» Brano del documento
Dall’impact investing un aiuto al non profit
Il boom degli investimenti sostenibili non conosce tregua. Secondo i più recenti dati del Gsia, Global Sustainable Investment Alliance, network globale delle organizzazioni per l’investimento sostenibile, il totale degli asset gestiti con criteri etici, Esg o riferibili comunque all’ambito della sostenibilità ammontava nel 2016 a oltre 21mila miliardi di euro. Una quota in crescita del 25% rispetto al 2014, anno della precedente rilevazione, e pari a quasi il 30% dell’intero patrimonio finanziario globalmente gestito.
Il successo del trend coinvolge anche il cluster dell’impact investing, ossia l’insieme degli investimenti finalizzati a produrre determinati effetti positivi nella sfera sociale. Si tratta di una modalità di allocazione delle risorse decisamente “segmentata” rispetto alle più comuni strategie Esg, che, come recita l’acronimo, seguono criteri generali di carattere ambientale, sociale e di governance. Anche il volume degli asset è proporzionalmente ridotto (la stessa Gsia indica un ammontare di poco superiore ai 200 miliardi di euro), ma il percorso di crescita in questo caso è ancora più marcato (più 500% negli ultimi cinque anni) e le potenzialità appaiono praticamente illimitate per quei tanti investitori “pazienti” che non mirano a performance annuali a doppia cifra, ma guardano a obiettivi di medio-lungo termine.
Al fenomeno si guarda solitamente dal punto di vista degli emittenti o degli investitori. Merita, però, di essere sottolineato anche il fondamentale interesse che ne possono trarre le organizzazioni non profit potenzialmente “investibili” che, in questo nuovo strumento, stanno trovando – e potranno trovare in futuro – un canale di accesso privilegiato per sviluppare i propri progetti. Le specificità dell’impact investing sono, infatti, almeno due. Da una parte, per i cittadini-risparmiatori, permette di stabilire un legame diretto tra il capitale investito e il cambiamento sociale prodotto, attraverso la misurazione dell’impatto generato. Dall’altra, per le organizzazioni non profit, è un veicolo di consapevolezza interna e di promozione della sostenibilità economico-gestionale. Questo percorso di maturazione si traduce sempre più spesso in opportunità di finanziamento, per esempio attraverso bond tematici ma, a prescindere dalle ricadute meramente finanziarie, è importante anche per l’evoluzione del Terzo settore in termini di trasparenza e accountability. Una prospettiva spesso trascurata nel dibattito fin qui condotto in materia di investimenti sostenibili, se non altro perché il punto d’osservazione iniziale è solitamente, se non unicamente, quello finanziario.

(Voci del dataset)
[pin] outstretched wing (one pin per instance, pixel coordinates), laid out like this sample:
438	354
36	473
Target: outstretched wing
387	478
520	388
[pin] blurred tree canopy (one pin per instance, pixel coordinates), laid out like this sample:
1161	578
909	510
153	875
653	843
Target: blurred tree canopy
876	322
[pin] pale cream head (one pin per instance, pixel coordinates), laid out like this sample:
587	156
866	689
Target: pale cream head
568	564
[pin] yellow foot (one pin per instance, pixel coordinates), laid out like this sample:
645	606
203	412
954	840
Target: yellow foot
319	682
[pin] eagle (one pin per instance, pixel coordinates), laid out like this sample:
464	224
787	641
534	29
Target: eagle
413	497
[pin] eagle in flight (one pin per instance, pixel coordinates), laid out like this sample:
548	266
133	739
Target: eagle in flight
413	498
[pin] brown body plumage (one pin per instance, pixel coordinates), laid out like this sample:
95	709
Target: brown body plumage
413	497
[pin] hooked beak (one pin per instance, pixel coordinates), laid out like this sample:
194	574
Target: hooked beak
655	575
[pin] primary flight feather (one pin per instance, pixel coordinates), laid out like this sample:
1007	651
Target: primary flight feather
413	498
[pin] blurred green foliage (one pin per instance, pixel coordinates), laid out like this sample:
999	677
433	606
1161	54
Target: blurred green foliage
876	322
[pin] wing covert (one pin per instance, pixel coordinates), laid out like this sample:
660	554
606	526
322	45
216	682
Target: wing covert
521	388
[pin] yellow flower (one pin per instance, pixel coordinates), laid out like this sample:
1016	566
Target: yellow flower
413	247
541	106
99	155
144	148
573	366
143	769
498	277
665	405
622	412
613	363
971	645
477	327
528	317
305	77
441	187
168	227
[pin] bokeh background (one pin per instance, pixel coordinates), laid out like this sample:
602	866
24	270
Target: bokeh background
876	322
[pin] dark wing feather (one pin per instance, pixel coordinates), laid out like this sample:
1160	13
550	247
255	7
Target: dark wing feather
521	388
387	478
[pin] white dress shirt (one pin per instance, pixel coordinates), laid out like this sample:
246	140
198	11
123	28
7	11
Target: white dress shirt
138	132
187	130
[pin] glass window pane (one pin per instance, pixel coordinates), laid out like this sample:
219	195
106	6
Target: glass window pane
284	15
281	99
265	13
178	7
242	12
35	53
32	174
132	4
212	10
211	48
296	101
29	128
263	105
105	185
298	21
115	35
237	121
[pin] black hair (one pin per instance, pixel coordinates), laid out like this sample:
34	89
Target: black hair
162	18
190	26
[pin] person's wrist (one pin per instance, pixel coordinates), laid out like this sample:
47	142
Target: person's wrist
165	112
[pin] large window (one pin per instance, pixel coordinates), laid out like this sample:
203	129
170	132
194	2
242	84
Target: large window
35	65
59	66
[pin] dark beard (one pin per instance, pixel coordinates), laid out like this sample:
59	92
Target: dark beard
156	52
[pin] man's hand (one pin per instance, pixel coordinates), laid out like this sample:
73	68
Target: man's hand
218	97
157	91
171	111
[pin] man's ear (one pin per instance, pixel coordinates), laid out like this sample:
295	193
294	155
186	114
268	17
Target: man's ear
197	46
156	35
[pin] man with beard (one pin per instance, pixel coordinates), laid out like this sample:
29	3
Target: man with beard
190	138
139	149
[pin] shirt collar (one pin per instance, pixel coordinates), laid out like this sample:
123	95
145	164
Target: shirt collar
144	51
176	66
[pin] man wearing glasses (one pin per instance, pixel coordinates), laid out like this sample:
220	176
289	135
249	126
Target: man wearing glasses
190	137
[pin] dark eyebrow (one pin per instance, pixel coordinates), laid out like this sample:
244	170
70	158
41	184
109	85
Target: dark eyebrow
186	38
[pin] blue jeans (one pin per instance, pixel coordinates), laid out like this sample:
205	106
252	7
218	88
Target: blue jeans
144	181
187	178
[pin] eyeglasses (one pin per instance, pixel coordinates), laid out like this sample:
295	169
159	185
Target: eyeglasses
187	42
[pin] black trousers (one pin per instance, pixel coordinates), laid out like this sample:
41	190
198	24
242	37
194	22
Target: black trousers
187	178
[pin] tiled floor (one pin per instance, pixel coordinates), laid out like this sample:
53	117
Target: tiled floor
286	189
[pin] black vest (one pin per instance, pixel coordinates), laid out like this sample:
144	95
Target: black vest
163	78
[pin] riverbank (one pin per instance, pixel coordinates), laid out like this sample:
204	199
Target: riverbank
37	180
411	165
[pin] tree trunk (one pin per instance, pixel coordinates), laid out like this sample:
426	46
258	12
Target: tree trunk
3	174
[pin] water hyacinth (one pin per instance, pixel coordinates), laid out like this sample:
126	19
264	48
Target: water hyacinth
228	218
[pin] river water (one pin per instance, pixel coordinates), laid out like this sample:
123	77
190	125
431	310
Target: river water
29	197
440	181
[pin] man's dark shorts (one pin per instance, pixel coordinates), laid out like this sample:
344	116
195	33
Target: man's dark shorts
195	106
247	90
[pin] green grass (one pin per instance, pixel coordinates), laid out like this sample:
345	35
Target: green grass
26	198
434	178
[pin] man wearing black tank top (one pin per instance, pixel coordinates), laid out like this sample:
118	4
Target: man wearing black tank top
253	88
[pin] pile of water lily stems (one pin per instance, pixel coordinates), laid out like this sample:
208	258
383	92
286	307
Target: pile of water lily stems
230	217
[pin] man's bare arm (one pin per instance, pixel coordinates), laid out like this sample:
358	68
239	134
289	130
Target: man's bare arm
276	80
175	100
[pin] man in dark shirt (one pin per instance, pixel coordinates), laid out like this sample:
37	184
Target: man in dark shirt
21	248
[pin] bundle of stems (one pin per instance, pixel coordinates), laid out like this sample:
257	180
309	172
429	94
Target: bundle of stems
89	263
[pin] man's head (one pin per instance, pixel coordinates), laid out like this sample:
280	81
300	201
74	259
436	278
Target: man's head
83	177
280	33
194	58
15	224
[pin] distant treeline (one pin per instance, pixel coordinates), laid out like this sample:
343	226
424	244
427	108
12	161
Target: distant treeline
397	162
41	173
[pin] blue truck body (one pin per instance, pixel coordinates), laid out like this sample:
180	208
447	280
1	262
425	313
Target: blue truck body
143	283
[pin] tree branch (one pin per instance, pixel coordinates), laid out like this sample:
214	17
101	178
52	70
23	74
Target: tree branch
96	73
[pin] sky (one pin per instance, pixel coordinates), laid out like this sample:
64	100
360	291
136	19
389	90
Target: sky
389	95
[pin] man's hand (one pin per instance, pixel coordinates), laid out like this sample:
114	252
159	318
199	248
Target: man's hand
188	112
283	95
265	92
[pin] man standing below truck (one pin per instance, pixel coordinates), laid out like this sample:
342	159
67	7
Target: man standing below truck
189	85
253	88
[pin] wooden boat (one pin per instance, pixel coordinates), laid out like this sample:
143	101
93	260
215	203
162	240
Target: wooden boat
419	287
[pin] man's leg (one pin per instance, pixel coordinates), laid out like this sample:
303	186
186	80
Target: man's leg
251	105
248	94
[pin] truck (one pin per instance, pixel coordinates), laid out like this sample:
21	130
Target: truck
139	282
--
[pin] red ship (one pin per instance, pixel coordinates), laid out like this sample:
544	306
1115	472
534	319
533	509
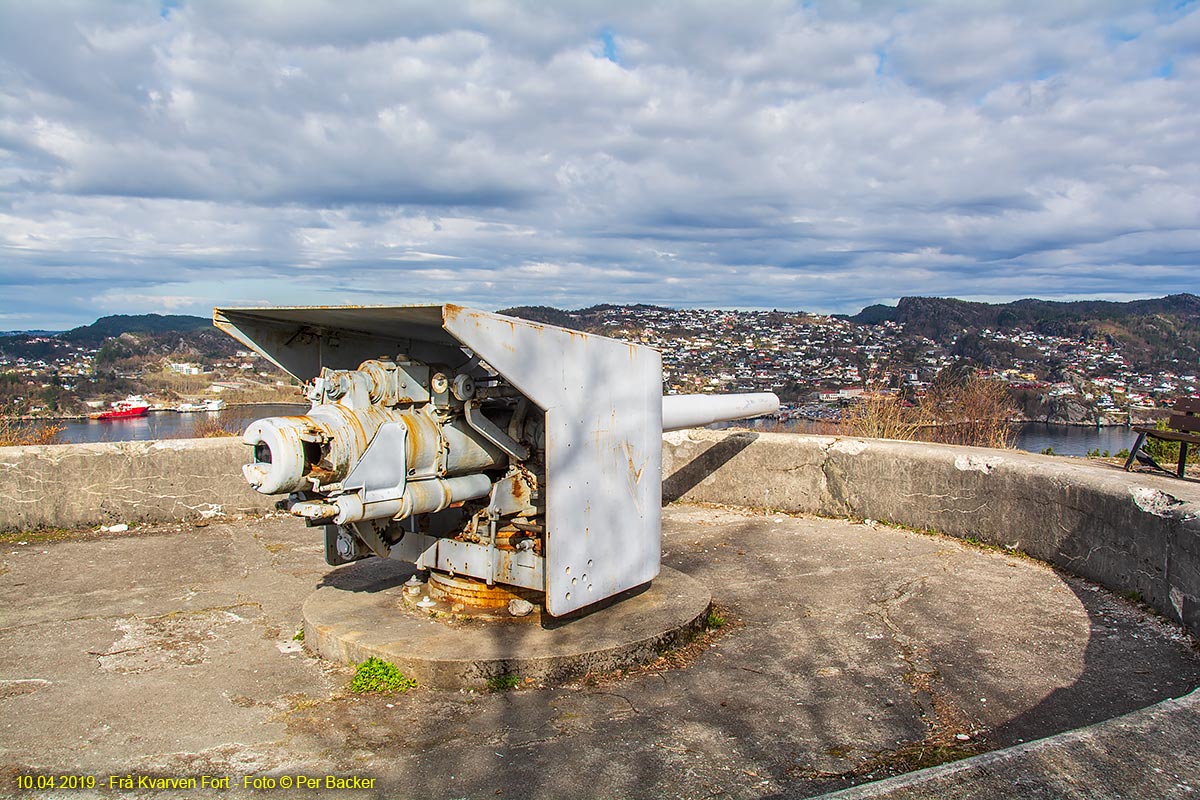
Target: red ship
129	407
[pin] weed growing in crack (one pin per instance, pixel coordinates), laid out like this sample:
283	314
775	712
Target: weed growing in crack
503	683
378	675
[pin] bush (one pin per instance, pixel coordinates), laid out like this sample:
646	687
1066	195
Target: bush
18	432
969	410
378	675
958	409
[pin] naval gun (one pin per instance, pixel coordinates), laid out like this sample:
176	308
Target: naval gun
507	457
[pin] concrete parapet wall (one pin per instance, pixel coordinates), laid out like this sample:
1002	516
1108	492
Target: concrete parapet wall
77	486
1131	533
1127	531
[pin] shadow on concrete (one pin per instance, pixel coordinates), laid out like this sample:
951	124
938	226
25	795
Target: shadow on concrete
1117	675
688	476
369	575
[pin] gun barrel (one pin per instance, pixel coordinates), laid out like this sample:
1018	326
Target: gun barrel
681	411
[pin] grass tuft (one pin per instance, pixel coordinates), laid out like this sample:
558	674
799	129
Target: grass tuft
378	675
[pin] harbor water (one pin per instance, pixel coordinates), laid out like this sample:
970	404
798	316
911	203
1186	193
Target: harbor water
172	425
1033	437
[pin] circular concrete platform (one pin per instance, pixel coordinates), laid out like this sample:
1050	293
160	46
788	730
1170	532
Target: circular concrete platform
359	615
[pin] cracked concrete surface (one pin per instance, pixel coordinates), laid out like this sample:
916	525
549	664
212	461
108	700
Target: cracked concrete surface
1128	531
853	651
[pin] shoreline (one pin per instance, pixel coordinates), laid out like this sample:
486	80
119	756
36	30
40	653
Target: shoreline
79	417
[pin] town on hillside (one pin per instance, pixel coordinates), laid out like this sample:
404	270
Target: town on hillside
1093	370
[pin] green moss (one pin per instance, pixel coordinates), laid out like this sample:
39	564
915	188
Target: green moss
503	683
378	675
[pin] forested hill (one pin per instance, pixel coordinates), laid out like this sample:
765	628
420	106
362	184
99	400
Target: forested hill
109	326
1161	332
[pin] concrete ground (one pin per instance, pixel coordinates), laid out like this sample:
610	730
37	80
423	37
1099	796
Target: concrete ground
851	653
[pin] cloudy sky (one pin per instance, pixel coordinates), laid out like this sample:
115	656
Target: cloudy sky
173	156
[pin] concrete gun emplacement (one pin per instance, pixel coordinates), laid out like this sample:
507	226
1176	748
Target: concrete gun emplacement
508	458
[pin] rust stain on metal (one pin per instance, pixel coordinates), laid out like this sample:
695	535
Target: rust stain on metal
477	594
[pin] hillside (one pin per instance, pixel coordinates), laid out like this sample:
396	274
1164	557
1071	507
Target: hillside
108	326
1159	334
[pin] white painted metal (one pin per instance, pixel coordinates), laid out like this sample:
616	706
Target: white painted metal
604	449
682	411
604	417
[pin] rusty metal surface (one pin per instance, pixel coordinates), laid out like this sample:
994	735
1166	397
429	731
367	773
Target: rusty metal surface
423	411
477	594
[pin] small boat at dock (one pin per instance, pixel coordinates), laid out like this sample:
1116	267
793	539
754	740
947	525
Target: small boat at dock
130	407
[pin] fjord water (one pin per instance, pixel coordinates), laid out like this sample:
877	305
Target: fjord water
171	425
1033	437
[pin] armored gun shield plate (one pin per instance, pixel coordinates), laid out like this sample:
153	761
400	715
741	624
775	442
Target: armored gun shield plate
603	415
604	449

» Consegna A
Modifica il brano sull'impact investing riscrivendo il tratto da "Il successo del" fino a "di medio-lungo termine.", con "comparto" al posto di "cluster".
» Consegna B
Elenca tutte le percentuali che compaiono nel brano sull'impact investing.

» Svolgimento A
Il successo del trend coinvolge anche il comparto dell’impact investing, ossia l’insieme degli investimenti finalizzati a produrre determinati effetti positivi nella sfera sociale. Si tratta di una modalità di allocazione delle risorse decisamente “segmentata” rispetto alle più comuni strategie Esg, che, come recita l’acronimo, seguono criteri generali di carattere ambientale, sociale e di governance. Anche il volume degli asset è proporzionalmente ridotto (la stessa Gsia indica un ammontare di poco superiore ai 200 miliardi di euro), ma il percorso di crescita in questo caso è ancora più marcato (più 500% negli ultimi cinque anni) e le potenzialità appaiono praticamente illimitate per quei tanti investitori “pazienti” che non mirano a performance annuali a doppia cifra, ma guardano a obiettivi di medio-lungo termine.

» Svolgimento B
25%
30%
500%